TASK ITEM: Reproduce the passage of the Guatemalan presidential candidates article starting at "In 2013 he was" and ending at "President Nayib Bukele.".

EXCERPTED PASSAGE:

• • • • • • •

By Sofia Menchu and Diego Oré
(Reuters) - Polls suggest three Guatemalan presidential hopefuls lead the field to make it through Sunday's election to a second round run-off in August.
All have previously run for president, and they come from across the political spectrum:
Early pace-setter Torres, 67, is a former first lady of Guatemala making her third bid for president.
A polarizing figure, the center-left contender has promised to remove VAT tax from essential goods, grant loans to young entrepreneurs, lower electricity rates and cut medicine prices in half.
Born and raised in the impoverished municipality of Melchor de Mencos, close to the Belize border, Torres later worked as an English teacher before specializing in public policy.
She began her political life in 2003 when she founded the National Unity of Hope (UNE) party with her then-husband, the late Alvaro Colom.
Colom went on to win the presidency in 2007 and Torres shot to prominence as first lady, overseeing social programs, for which she still enjoys broad support in rural areas.
In 2011, she divorced Colom in an attempt to run for the presidency, but was constitutionally barred.
She competed for the top job in 2015 and in 2019, finishing second both times. But UNE remained a political force.
In 2019, she was accused by the U.N.-backed International Commission Against Impunity in Guatemala (CICIG) of campaign finance irregularities and illicit association, spending four months in prison. In November 2022, the case was closed for lack of evidence.
Just a month ago, many polls suggested the 72-year-old former diplomat was unlikely to make the run-off. But since businessman Carlos Pineda was removed from the ballot, polls have put Mulet in second place.
As part of a new center-right party, Cabal, Mulet has promised a monthly stipend of $64 to the elderly, free medicine and to fight extortion by gangs.
Born in Guatemala in 1951, he spent part of his childhood between Canada, the U.S. and Switzerland due to his father's work as a diplomat.
In 1982 he co-founded the centrist National Renewal Party (PNR), beginning an ascent through Congress to become leader of the house between 1992 and 1993.
He then embarked on a diplomatic career as Guatemala's ambassador to the U.S. Later he was representative to the European Union and spent a decade at the United Nations.
Returning to Guatemala, he ran in the 2019 presidential election, finishing third.
At the time, he was opposed to legalizing same-sex marriage and the right to abortion.
When Zury Rios was 14, a group of army officers staged a coup, putting her father, Efrain Rios Montt, in power from 1982-1983, during which he led one of Central America's harshest military dictatorships.
In 2013 he was found guilty of genocide and crimes against humanity. The conviction was quickly annulled, and he died in 2018 awaiting retrial.
Zury Rios began her political life aged 21 in the far-right Guatemalan Republican Front (FRG) founded by her father. From 1995 to 2012 she was elected to four consecutive terms in Congress.
Rios, 55, accompanied her father to all his trial hearings and calls him her "inspiration," insisting he was innocent.
Rios ran for president in 2015 and came fifth. She tried to run again in 2019 but was blocked by a constitutional clause.
She has promised to implement a hardline security strategy akin to that of Salvadoran President Nayib Bukele.
Rios has also proposed that income tax be channeled directly toward public works like hospitals, and that people convicted of corruption be barred from holding public office.

• • • • • • •

Photo-based referring expression data
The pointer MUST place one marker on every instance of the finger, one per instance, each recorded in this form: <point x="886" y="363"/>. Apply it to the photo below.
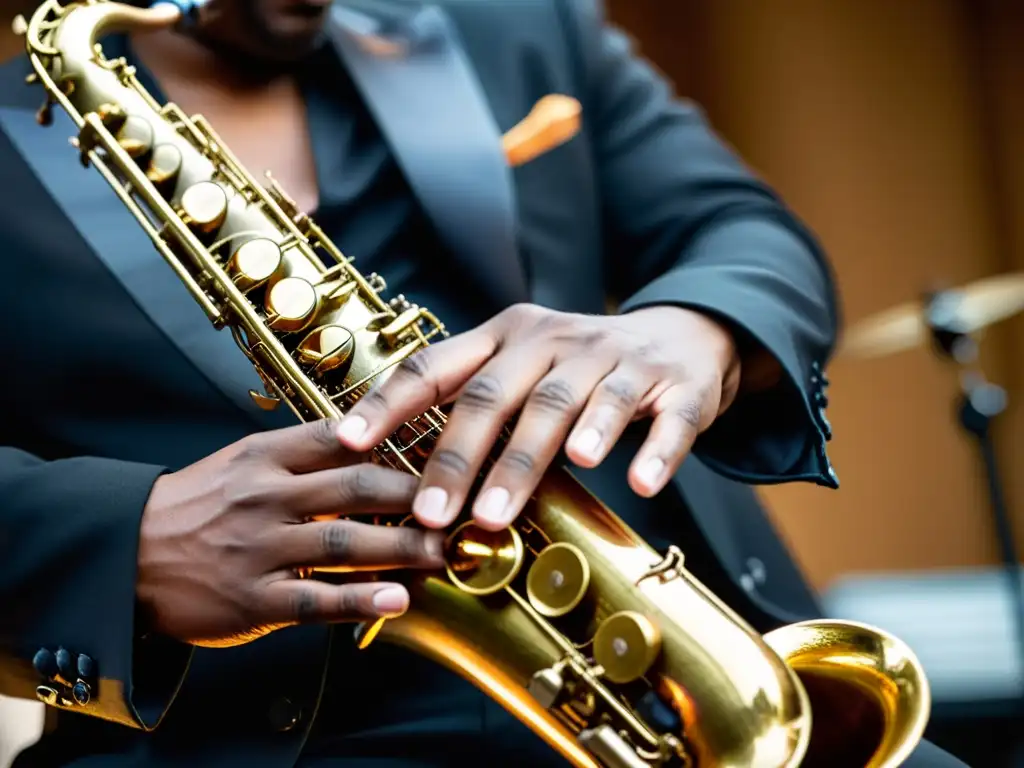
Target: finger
<point x="347" y="546"/>
<point x="305" y="448"/>
<point x="551" y="408"/>
<point x="417" y="383"/>
<point x="308" y="601"/>
<point x="485" y="404"/>
<point x="681" y="414"/>
<point x="364" y="488"/>
<point x="612" y="406"/>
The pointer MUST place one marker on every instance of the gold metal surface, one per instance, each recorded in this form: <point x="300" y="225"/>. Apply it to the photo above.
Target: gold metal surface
<point x="254" y="262"/>
<point x="558" y="580"/>
<point x="482" y="562"/>
<point x="536" y="615"/>
<point x="626" y="645"/>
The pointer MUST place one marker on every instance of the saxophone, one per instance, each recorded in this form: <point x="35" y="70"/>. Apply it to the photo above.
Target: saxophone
<point x="611" y="652"/>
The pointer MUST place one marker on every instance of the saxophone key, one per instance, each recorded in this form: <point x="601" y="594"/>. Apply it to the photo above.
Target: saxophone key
<point x="165" y="165"/>
<point x="391" y="333"/>
<point x="254" y="262"/>
<point x="547" y="686"/>
<point x="264" y="401"/>
<point x="204" y="207"/>
<point x="626" y="645"/>
<point x="291" y="304"/>
<point x="327" y="348"/>
<point x="135" y="136"/>
<point x="558" y="580"/>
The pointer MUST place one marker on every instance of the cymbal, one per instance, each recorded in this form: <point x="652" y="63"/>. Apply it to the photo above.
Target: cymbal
<point x="979" y="305"/>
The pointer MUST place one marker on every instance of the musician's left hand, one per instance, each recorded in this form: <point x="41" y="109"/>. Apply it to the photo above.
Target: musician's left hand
<point x="582" y="376"/>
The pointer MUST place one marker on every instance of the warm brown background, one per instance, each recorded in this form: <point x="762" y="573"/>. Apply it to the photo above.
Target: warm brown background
<point x="897" y="130"/>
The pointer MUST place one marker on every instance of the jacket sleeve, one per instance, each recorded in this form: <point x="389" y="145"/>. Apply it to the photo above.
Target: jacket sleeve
<point x="688" y="224"/>
<point x="69" y="631"/>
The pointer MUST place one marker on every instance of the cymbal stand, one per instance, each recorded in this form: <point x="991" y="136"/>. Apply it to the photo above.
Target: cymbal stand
<point x="979" y="403"/>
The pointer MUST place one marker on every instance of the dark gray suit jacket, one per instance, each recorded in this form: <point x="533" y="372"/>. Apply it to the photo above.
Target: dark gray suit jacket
<point x="112" y="374"/>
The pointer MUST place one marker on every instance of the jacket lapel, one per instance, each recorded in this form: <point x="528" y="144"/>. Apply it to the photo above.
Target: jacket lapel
<point x="121" y="244"/>
<point x="415" y="77"/>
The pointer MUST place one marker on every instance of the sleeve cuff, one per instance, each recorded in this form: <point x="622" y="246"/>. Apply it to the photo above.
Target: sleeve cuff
<point x="780" y="434"/>
<point x="86" y="595"/>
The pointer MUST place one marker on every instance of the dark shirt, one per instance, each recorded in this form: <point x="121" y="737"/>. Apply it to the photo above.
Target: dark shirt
<point x="384" y="704"/>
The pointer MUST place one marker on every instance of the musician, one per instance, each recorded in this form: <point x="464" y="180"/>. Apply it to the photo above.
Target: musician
<point x="150" y="509"/>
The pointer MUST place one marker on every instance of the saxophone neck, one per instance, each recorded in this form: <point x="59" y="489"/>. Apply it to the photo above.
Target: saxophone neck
<point x="84" y="23"/>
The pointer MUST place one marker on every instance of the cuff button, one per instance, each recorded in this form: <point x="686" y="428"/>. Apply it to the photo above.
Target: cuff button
<point x="46" y="694"/>
<point x="86" y="667"/>
<point x="82" y="693"/>
<point x="66" y="665"/>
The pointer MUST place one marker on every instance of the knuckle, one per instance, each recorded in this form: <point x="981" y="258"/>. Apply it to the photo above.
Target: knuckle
<point x="416" y="366"/>
<point x="350" y="603"/>
<point x="517" y="461"/>
<point x="524" y="315"/>
<point x="554" y="395"/>
<point x="361" y="484"/>
<point x="621" y="392"/>
<point x="336" y="541"/>
<point x="303" y="605"/>
<point x="375" y="398"/>
<point x="410" y="545"/>
<point x="322" y="432"/>
<point x="251" y="451"/>
<point x="690" y="413"/>
<point x="452" y="462"/>
<point x="648" y="352"/>
<point x="482" y="392"/>
<point x="249" y="493"/>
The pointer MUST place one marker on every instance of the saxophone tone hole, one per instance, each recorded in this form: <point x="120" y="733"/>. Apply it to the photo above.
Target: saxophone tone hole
<point x="626" y="645"/>
<point x="558" y="580"/>
<point x="482" y="562"/>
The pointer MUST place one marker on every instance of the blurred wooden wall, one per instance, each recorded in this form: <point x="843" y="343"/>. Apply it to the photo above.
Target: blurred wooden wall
<point x="897" y="131"/>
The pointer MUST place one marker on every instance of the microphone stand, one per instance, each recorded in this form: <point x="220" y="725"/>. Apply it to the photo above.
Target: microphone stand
<point x="978" y="404"/>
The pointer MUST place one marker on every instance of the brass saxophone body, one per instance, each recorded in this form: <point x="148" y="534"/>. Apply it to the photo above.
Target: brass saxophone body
<point x="608" y="650"/>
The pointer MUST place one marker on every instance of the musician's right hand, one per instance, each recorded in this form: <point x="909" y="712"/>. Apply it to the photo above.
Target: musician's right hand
<point x="223" y="542"/>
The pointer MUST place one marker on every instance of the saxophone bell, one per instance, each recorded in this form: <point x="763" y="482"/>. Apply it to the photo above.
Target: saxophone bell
<point x="611" y="652"/>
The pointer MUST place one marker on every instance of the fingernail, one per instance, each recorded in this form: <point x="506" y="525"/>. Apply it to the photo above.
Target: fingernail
<point x="494" y="506"/>
<point x="431" y="506"/>
<point x="390" y="601"/>
<point x="435" y="547"/>
<point x="351" y="428"/>
<point x="587" y="442"/>
<point x="650" y="472"/>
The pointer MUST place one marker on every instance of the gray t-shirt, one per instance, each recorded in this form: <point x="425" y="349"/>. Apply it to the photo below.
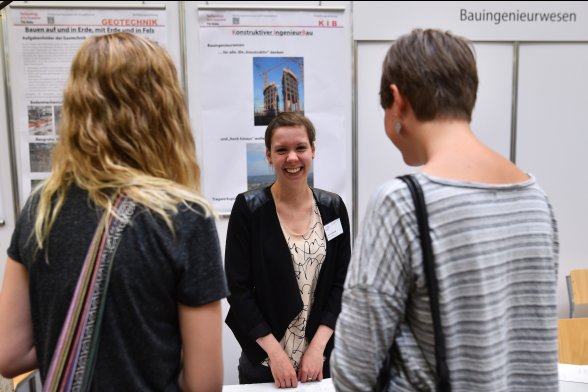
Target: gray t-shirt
<point x="154" y="270"/>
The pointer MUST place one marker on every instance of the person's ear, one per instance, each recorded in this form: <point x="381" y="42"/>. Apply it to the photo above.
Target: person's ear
<point x="399" y="100"/>
<point x="268" y="156"/>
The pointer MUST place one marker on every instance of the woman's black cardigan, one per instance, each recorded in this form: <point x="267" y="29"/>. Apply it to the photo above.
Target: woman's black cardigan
<point x="264" y="291"/>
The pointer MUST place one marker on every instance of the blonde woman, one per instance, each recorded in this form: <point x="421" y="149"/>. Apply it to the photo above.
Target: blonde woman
<point x="124" y="130"/>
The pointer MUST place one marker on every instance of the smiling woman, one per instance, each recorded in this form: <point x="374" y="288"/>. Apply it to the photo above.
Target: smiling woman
<point x="285" y="274"/>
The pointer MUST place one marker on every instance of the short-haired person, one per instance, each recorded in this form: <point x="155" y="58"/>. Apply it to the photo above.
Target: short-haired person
<point x="124" y="131"/>
<point x="285" y="274"/>
<point x="494" y="239"/>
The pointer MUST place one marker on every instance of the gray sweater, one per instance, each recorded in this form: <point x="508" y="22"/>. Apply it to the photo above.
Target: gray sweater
<point x="496" y="256"/>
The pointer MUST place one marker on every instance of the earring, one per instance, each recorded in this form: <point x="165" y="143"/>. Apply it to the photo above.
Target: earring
<point x="397" y="127"/>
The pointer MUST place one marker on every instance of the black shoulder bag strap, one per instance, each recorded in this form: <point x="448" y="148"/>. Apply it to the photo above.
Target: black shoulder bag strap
<point x="443" y="384"/>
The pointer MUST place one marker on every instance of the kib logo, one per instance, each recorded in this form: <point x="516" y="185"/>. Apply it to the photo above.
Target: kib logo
<point x="327" y="23"/>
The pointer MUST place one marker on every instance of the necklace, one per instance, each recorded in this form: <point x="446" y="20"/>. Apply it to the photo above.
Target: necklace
<point x="286" y="207"/>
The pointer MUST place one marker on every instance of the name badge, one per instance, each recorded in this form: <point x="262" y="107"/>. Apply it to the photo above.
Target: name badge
<point x="333" y="229"/>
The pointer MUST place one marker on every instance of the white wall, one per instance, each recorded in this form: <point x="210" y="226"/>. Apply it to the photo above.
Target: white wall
<point x="552" y="137"/>
<point x="6" y="194"/>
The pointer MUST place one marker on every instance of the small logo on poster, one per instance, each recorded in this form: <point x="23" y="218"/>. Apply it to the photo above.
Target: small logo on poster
<point x="327" y="23"/>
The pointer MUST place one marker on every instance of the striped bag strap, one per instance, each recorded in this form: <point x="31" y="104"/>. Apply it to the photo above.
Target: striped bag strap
<point x="73" y="361"/>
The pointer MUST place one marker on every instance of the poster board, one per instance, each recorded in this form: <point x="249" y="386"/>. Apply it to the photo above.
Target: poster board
<point x="255" y="63"/>
<point x="41" y="42"/>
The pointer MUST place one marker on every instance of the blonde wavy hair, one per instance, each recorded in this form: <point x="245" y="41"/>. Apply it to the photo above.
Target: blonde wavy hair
<point x="124" y="129"/>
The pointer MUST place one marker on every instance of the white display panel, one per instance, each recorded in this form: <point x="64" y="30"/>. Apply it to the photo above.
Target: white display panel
<point x="378" y="159"/>
<point x="552" y="137"/>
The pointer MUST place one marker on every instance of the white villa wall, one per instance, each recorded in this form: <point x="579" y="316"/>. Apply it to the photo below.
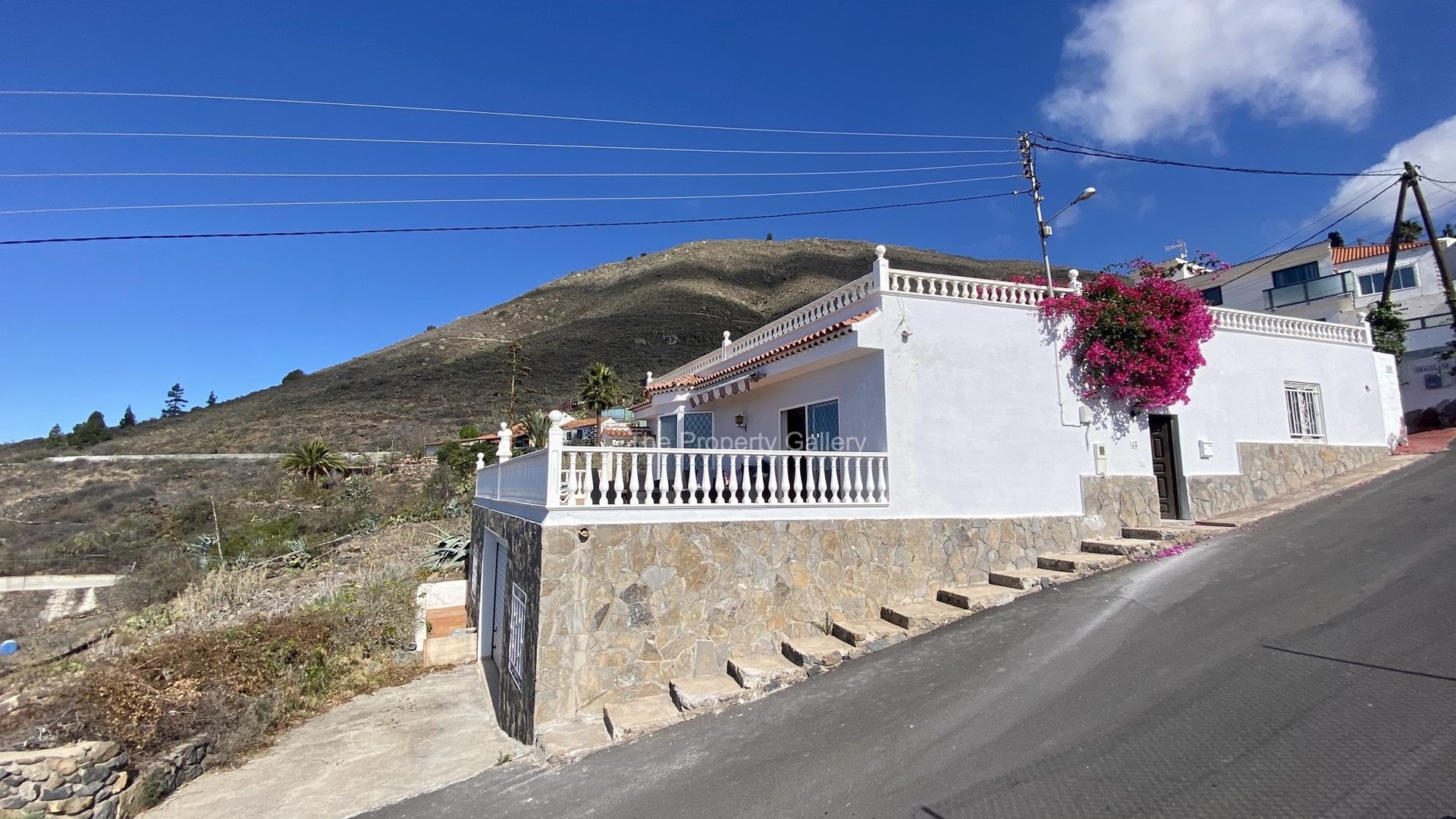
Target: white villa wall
<point x="971" y="398"/>
<point x="1239" y="397"/>
<point x="965" y="398"/>
<point x="858" y="384"/>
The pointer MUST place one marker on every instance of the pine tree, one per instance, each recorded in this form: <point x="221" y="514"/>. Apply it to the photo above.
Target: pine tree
<point x="175" y="403"/>
<point x="89" y="431"/>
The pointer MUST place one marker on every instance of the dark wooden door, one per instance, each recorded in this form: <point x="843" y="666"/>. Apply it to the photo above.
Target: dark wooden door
<point x="1164" y="430"/>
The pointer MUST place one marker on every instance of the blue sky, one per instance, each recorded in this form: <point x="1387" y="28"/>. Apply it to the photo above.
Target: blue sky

• • • • • • •

RESPONSE TO THIS EXERCISE:
In 2013 he was found guilty of genocide and crimes against humanity. The conviction was quickly annulled, and he died in 2018 awaiting retrial.
Zury Rios began her political life aged 21 in the far-right Guatemalan Republican Front (FRG) founded by her father. From 1995 to 2012 she was elected to four consecutive terms in Congress.
Rios, 55, accompanied her father to all his trial hearings and calls him her "inspiration," insisting he was innocent.
Rios ran for president in 2015 and came fifth. She tried to run again in 2019 but was blocked by a constitutional clause.
She has promised to implement a hardline security strategy akin to that of Salvadoran President Nayib Bukele.